Items listed in a dataset
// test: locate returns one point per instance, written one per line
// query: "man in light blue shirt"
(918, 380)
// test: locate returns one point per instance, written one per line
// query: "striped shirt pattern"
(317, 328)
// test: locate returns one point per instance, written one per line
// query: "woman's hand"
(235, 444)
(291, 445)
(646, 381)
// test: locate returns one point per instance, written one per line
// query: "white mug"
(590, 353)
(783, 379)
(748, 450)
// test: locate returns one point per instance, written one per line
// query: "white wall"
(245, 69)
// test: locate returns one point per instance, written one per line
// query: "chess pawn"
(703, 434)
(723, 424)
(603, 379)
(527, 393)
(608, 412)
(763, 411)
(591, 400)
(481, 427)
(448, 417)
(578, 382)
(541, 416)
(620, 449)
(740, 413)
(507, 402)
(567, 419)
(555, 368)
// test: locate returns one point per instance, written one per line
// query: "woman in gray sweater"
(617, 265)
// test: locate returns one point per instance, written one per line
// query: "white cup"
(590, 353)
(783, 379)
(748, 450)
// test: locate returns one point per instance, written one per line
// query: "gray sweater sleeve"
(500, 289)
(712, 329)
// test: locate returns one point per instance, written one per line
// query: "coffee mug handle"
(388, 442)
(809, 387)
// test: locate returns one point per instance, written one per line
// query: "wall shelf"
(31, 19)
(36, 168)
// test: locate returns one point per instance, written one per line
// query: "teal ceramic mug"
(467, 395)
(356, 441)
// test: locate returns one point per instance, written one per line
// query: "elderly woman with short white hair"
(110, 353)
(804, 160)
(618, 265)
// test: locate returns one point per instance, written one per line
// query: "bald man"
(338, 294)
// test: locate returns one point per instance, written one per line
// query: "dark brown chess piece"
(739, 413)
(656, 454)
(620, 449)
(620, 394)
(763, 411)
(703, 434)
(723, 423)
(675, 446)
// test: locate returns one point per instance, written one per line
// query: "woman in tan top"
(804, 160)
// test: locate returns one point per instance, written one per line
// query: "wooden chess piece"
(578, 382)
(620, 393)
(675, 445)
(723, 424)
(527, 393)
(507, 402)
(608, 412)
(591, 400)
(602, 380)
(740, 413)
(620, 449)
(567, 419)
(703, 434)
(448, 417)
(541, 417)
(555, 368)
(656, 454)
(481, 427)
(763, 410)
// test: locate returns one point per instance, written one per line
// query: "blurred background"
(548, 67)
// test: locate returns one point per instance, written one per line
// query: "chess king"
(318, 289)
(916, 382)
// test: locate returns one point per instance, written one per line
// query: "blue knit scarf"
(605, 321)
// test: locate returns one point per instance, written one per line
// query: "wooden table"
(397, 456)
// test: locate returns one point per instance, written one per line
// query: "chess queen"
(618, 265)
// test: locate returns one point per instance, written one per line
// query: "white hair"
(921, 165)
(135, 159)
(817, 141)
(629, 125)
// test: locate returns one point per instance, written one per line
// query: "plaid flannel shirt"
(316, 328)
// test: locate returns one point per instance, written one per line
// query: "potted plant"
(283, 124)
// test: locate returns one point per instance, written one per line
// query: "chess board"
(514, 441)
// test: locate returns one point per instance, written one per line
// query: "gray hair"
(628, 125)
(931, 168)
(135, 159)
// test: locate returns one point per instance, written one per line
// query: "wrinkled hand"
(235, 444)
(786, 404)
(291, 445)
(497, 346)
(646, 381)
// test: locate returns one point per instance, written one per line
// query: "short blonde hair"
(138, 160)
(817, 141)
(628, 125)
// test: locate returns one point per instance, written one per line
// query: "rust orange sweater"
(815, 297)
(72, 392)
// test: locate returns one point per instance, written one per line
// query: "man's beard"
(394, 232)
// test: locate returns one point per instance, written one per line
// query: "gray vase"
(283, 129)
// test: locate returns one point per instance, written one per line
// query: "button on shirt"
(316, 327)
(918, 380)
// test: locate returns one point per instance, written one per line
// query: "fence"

*GOAL OF THE EXERCISE*
Print all of the entries exactly, leaving nothing out.

*OUTPUT*
// test: locate returns one point per instance, written one per line
// query: "man in light blue shirt"
(918, 380)
// test: locate returns one point per instance, written one per line
// query: "striped shirt pattern"
(317, 328)
// test: locate returns one point per instance, written one per line
// query: "woman's hand"
(235, 444)
(291, 445)
(646, 381)
// test: locate returns one point per instance, written one per line
// query: "white mug"
(590, 353)
(783, 379)
(748, 450)
// test: locate returns one point per instance, written one per line
// query: "white wall"
(245, 69)
// test: locate returns one point per instance, written one per line
// query: "chess pawn"
(703, 434)
(723, 424)
(603, 379)
(527, 393)
(608, 412)
(763, 411)
(591, 400)
(481, 427)
(448, 417)
(578, 382)
(541, 416)
(620, 449)
(740, 413)
(507, 402)
(567, 419)
(555, 368)
// test: locate returns one point per instance, written one per line
// query: "woman in gray sweater"
(617, 265)
// test: locate returns one point per instance, written one per line
// query: "white cup"
(590, 353)
(783, 379)
(748, 450)
// test: locate returns one point per instance, written one per line
// query: "gray sweater sleeve"
(500, 289)
(712, 329)
// test: locate returns one point per instance, written one per line
// query: "coffee mug handle"
(388, 442)
(809, 387)
// test: locate returns one point per instance, written one per line
// query: "wall shelf"
(31, 19)
(36, 168)
// test: locate returns one point per instance, written one per line
// query: "teal ceramic mug"
(467, 395)
(356, 441)
// test: locate returns one point per instance, written one per line
// query: "elderly woman with short white hair"
(110, 353)
(804, 160)
(618, 265)
// test: locate returns one point per instance, written one per line
// query: "bald man"
(338, 294)
// test: locate returns one point per instance, written one per line
// query: "dark brown chess piece"
(739, 413)
(656, 454)
(620, 449)
(620, 394)
(763, 411)
(703, 434)
(723, 423)
(675, 446)
// test: locate returns one point per instance, written one per line
// query: "woman in tan top"
(804, 160)
// test: locate returns one point per instance, written one per line
// query: "wooden chess piece"
(578, 382)
(620, 393)
(675, 445)
(723, 424)
(527, 393)
(507, 402)
(608, 412)
(591, 400)
(602, 380)
(740, 413)
(620, 449)
(567, 419)
(703, 434)
(448, 417)
(541, 417)
(555, 368)
(656, 454)
(481, 427)
(763, 410)
// test: locate returns one point per instance, written one per line
// query: "blurred background"
(548, 67)
// test: locate returns one point per instance, written one per line
// query: "chess king"
(318, 289)
(916, 382)
// test: locate returns one point per instance, written one per line
// query: "blue knit scarf"
(605, 321)
// test: locate returns one point per instance, written one per line
// query: "wooden table"
(397, 456)
// test: locate returns one point per instance, written one per line
// query: "chess queen"
(618, 265)
// test: locate returns one point per instance, written one per line
// query: "white hair"
(921, 165)
(135, 159)
(817, 141)
(629, 125)
// test: locate returns one point per instance, written one per line
// query: "plaid flannel shirt"
(316, 328)
// test: locate returns one point per instance, written one per line
// query: "potted plant"
(283, 124)
// test: locate returns one point per instance, written one per line
// query: "chess board"
(514, 441)
// test: locate returns one point per instance, written one per line
// query: "gray hair"
(628, 125)
(931, 168)
(135, 159)
// test: locate returns one point per instance, written one per line
// query: "wrinkled hand"
(235, 444)
(786, 404)
(291, 445)
(497, 346)
(646, 381)
// test: locate returns one point per instance, written one per line
// query: "short blonde hair"
(138, 160)
(817, 141)
(628, 125)
// test: locate returns one point per instance, written one per line
// query: "rust orange sweater"
(815, 297)
(72, 392)
// test: locate returns one point per instance, written one per line
// query: "man's beard"
(394, 232)
// test: locate returns one point per instance, written one per line
// query: "gray vase"
(283, 129)
// test: locate returns one point per instance, written one per line
// query: "button on shirt"
(316, 327)
(918, 380)
// test: locate returns one point per instance, written one per line
// query: "fence"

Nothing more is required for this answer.